Ptarmigan along trail to Lion Lake #1, Wild Basin, RMNP, Colorado


Another hour further up the trail, at 8:00 AM, I took this scenic shot with Mt Alice in the background. I had hiked up this way a month prior, but through deep wet snow, and I hadn't reached this point until about 10:00 AM. I felt good about my pace and hoped to be well on my way back down before noon to avoid any chance of getting caught high with afternoon storm activity.

Scenic view of rocky pond with Mt. Alice in the background, Wild Basin, RMNP, Colorado


Just 5 minutes later, I was at Lions Lake #1 and getting a shot with Chiefs Head in the background. This is where the trail starts to peter out though, and spotting cairns - assumed to be the path of least resistance - becomes a monotonous job.

Scenic view of Lion Lake #1 with Chiefs Head Peak in the background, Wild Basin, RMNP, Colorado


At 8:30 AM, I stopped for a picture of Trio Falls, but when I got home and looked at the shot, there appears to have been a mosquito on the lens. At least that’s one that wasn’t getting my blood.

Trio Falls, above Lion Lake #1, Wild Basin, RMNP, Colorado


With all the rock hopping, and at about 12,500 feet in elevation now, my pace was slowing to a crawl. At about 10:25 AM, I was still about 3/4 of a mile and 1,000 vertical feet from the summit. I took a quick look around for any signs of weather coming in, and then looked up the long west slopes to the west ridge and slowly moved on.

Looking up the west slopes leading to the west ridge of Chiefs Head Peak, Wild Basin, RMNP, Colorado


I like this shot of the upper north face of Chiefs Head, with Pagoda and Mt Meeker in the background. At the time though, I had just come up over a false summit, and realizing I still had two to three hundred vertical feet and about twenty minutes to go, my appreciation of the view was limited. I believe it was here where the ridge narrowed briefly to about 15 feet or so, and I carefully checked it out to be sure the rock was secure enough before I continued.

SET TASK A:
Please rescale the part of the listing from the line containing "Tag each instance of the dry" through the line containing "<point>725,351</point>", and write out only those lines again with the requests included. Multiply every point coordinate in the answers by 1.25 and round to whole numbers, with halves going up.

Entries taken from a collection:
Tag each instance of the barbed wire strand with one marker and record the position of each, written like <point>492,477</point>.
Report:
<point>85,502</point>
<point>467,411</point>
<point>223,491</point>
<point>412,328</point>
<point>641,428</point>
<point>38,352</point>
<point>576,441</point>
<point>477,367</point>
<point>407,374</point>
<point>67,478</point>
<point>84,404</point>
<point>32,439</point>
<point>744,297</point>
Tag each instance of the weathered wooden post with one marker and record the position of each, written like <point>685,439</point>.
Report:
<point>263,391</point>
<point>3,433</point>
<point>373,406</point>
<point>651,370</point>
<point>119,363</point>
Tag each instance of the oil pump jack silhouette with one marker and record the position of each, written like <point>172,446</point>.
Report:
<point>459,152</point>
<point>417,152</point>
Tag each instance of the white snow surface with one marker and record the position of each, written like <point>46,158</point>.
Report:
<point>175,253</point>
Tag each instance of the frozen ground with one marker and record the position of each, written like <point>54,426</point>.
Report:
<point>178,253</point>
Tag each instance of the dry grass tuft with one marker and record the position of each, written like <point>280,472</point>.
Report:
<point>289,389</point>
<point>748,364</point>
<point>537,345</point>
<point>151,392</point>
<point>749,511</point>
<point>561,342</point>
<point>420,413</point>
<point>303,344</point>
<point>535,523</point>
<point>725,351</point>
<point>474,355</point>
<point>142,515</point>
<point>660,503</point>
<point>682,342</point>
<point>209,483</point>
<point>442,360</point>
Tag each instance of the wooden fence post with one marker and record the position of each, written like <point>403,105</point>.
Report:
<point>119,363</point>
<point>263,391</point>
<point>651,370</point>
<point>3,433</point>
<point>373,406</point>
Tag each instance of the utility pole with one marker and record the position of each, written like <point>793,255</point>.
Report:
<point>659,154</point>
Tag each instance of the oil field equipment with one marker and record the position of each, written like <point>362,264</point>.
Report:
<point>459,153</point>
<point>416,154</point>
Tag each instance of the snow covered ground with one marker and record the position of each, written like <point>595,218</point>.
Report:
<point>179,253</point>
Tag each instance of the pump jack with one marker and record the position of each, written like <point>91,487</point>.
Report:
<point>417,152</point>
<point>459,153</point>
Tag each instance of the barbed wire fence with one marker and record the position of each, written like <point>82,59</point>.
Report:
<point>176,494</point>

SET TASK B:
Using the account of the hike to Lion Lake #1, say whether each statement agrees with it, answering yes or no and quoting the words that decide it. (i) The shot with Mt Alice in the background was taken at 8:00 AM. (ii) The Trio Falls picture was spoiled by a raindrop on the lens. (iii) At about 10:25 AM the hiker was roughly half a mile from the summit.

TASK ANSWER A:
Tag each instance of the dry grass tuft with one marker and record the position of each, written like <point>280,472</point>.
Report:
<point>361,486</point>
<point>935,455</point>
<point>671,431</point>
<point>189,490</point>
<point>936,639</point>
<point>701,428</point>
<point>525,516</point>
<point>379,430</point>
<point>669,654</point>
<point>906,439</point>

TASK ANSWER B:
(i) Yes: "at 8:00 AM, I took this scenic shot with Mt Alice in the background."
(ii) No: "there appears to have been a mosquito on the lens."
(iii) No: "I was still about 3/4 of a mile and 1,000 vertical feet from the summit."